(Coordinate annotation entries)
——————————

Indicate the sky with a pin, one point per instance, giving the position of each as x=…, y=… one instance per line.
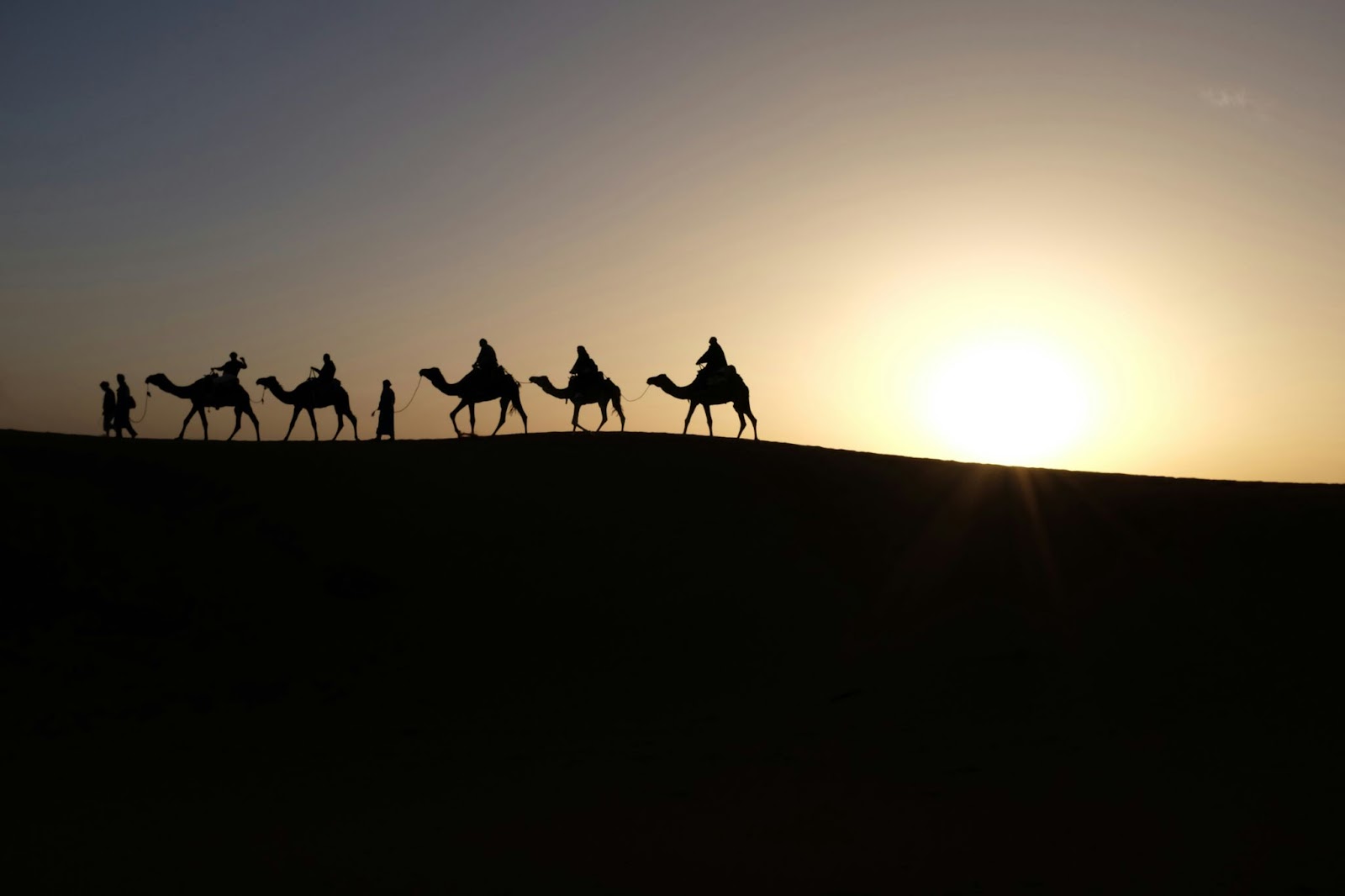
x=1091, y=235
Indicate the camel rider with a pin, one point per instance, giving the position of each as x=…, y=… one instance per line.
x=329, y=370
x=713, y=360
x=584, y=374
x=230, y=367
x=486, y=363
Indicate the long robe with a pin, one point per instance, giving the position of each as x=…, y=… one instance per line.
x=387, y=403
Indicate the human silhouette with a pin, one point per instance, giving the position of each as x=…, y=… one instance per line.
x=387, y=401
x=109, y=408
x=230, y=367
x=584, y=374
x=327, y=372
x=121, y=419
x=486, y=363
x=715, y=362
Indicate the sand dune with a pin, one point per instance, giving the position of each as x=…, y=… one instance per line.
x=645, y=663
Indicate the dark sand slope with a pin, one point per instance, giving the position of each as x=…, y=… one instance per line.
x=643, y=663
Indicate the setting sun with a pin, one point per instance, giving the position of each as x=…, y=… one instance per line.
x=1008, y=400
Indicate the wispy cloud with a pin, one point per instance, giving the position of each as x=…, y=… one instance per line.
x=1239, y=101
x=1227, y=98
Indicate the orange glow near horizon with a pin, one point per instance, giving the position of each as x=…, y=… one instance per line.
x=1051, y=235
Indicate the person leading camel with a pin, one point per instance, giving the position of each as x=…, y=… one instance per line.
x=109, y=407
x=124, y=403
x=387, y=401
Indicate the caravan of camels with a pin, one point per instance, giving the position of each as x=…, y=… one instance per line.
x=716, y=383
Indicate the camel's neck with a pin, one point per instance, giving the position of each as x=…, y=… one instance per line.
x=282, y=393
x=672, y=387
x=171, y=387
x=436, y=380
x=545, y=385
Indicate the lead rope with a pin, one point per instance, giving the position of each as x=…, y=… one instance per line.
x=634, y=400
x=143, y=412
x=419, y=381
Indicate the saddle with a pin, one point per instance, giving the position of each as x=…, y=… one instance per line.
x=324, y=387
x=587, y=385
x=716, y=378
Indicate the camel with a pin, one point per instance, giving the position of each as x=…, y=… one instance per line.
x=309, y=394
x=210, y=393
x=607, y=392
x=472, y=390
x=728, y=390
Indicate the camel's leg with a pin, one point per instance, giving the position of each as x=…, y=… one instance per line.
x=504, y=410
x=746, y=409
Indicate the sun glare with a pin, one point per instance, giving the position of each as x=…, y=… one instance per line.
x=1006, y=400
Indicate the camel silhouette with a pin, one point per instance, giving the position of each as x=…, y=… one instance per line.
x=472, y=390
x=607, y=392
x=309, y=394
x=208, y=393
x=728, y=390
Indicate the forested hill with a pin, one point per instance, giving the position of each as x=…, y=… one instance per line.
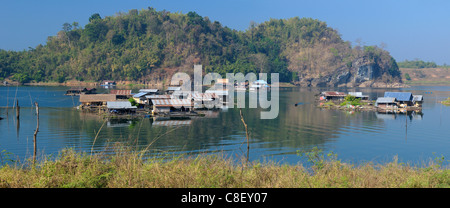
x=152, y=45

——————————

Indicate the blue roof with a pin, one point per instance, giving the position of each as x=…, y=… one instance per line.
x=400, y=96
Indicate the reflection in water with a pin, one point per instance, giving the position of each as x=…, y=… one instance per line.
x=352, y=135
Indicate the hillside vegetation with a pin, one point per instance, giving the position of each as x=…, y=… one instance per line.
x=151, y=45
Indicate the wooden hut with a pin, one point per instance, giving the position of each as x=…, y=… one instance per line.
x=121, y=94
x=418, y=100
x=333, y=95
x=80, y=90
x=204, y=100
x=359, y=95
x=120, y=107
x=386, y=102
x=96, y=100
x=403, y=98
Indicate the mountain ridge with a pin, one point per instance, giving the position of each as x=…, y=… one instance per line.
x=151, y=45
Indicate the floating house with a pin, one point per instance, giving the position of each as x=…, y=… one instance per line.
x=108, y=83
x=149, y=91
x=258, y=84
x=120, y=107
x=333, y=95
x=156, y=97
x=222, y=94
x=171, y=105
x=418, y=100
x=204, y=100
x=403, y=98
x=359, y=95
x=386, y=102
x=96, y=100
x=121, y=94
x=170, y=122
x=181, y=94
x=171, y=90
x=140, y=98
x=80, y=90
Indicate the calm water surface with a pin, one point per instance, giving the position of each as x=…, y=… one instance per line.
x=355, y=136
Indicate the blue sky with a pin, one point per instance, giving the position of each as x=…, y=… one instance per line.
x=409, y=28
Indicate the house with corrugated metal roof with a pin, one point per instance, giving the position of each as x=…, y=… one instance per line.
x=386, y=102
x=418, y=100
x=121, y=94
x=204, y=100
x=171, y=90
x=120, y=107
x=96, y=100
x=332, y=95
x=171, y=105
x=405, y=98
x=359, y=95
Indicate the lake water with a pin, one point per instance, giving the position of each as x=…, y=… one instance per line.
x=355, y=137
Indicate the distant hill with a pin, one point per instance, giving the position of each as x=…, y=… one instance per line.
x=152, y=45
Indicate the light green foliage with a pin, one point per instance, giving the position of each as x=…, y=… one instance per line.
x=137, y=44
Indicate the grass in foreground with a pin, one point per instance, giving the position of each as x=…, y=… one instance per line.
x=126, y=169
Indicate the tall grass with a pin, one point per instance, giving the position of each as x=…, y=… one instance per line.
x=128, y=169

——————————

• **PROBLEM REQUIREMENTS**: Pull out every line of the records above that contains the string "grass", copying each one in full. Treat uppercase and lowercase as different, so only exact-case matches count.

• **FULL RESPONSE**:
Indicate the grass in foreground with a pin, one point per instance, giving the position of each as x=…, y=… one instance per line.
Indicate the tall grass with a pin, one point per instance, giving the position of each as x=…, y=… one instance per line.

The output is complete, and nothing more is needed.